▸ DIRECTIONS:
Your task is to copy every record exactly.

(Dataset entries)
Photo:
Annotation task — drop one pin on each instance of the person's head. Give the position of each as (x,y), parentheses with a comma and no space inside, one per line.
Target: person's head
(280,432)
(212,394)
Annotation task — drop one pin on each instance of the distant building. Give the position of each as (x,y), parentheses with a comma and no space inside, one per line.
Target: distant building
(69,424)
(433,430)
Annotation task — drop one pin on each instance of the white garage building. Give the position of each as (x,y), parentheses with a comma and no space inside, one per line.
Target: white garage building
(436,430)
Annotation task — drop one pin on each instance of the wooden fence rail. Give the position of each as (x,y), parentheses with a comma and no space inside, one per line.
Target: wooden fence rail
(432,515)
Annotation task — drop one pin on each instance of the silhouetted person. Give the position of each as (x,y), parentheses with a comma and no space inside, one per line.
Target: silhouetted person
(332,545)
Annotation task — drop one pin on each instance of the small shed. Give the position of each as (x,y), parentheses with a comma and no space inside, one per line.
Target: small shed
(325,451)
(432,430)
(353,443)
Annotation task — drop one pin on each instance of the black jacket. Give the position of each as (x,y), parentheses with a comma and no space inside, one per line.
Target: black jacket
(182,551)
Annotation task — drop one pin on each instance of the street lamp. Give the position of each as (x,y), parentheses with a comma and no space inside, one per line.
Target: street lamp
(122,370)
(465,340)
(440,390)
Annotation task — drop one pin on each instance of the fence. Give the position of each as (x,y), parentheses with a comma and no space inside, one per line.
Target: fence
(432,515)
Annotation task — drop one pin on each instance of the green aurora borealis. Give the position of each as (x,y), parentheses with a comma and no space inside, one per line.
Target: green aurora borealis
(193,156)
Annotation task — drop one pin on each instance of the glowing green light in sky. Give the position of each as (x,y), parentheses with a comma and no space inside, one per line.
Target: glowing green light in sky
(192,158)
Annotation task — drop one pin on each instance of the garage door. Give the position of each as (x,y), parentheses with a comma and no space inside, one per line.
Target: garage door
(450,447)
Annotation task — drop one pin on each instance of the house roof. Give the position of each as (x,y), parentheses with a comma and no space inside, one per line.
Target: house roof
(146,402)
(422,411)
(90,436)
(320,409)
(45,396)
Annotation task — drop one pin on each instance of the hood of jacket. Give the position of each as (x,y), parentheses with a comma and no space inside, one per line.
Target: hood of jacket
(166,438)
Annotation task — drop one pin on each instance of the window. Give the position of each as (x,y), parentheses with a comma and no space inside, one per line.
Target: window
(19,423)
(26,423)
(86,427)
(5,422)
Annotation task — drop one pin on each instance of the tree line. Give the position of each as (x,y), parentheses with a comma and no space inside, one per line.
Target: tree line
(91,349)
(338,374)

▸ TASK ANSWER:
Photo:
Annotation task — drop one pin on each instance of the person's head. Give the position of each as (x,y), parentheses with a comma and no space inside, one per line.
Target: person's head
(280,432)
(212,394)
Annotation task — drop one pin on each instance of the distant building. Give the position of each as (x,y), parentheses with a comma and no space inside, one per line.
Target: distant building
(69,424)
(433,430)
Annotation task — drop one pin on each instance of the white garage building. Give the position of each as (x,y), parentheses with a comma and no space inside, one per line.
Target: white garage building
(436,430)
Annotation task — drop one pin on each instance of the wooden fence rail. Give the position of each as (x,y), parentheses with a comma and no space inside, one per line.
Target: wooden fence rail
(432,515)
Annotation task — drop one pin on each instance of the silhouetted person. Give the position of each as (x,y), parentheses with a comma and no space inside, one per line.
Target: silhouetted person
(332,545)
Annotation task — drop one pin on each instance of the small shed. Give the position of each as (x,y), parentheses with a comma and no space inside, one per line.
Target: small shed
(325,451)
(432,430)
(353,443)
Annotation task — drop one pin on each instance of the black jacket. Give the position of each as (x,y), parentheses with a comma and no space inside, one per line.
Target: black jacket
(182,551)
Annotation task — drop one pin on each instance of the street lamp. Give the position of each as (x,y), parentheses with a comma and no space inside, one per line.
Target: street lamp
(122,370)
(465,340)
(440,390)
Annotation task — drop one pin on each instance of the fence. Give the position of each as (x,y), parentheses with a comma and no space inside, one per line.
Target: fence
(432,515)
Annotation task — drop one pin on each instance of the green aurora borealis. Give the position of each as (x,y), parentheses with a comma and no space inside, one per line.
Target: green aurora borealis
(193,156)
Annotation task — drop one pin on each instance of the glowing green light in sky. Give the position of each as (x,y), parentheses with a comma and no space inside, one per line.
Target: glowing green light in sky
(192,158)
Annotation task — drop one pin on each instance of the garage door. Give the position of each as (x,y), parentheses with a comma and no space inside, one per line.
Target: garage door
(450,447)
Annotation task — drop one pin on each instance of the house roof. Give the position of each as (x,y), parentheses with a comma and no space inside, one per line.
Target: house roof
(146,402)
(422,411)
(90,436)
(320,409)
(45,396)
Annotation task — drop one pin on each instance of the hood of jacket. Give the position of each as (x,y), parentheses with a comma and no space inside, one per line.
Target: hood of jacket
(166,438)
Annotation task — drop one pin on each instance of the window. Give the position of each as (x,y), parentheses with a comma and no space inside, one per line.
Target: window
(19,423)
(26,423)
(86,427)
(5,422)
Annotation task — drop one pin on each instance of the tree line. Give the position of each as (x,y), parentheses with a comma and no space inside, one per line.
Target: tree line
(91,349)
(338,374)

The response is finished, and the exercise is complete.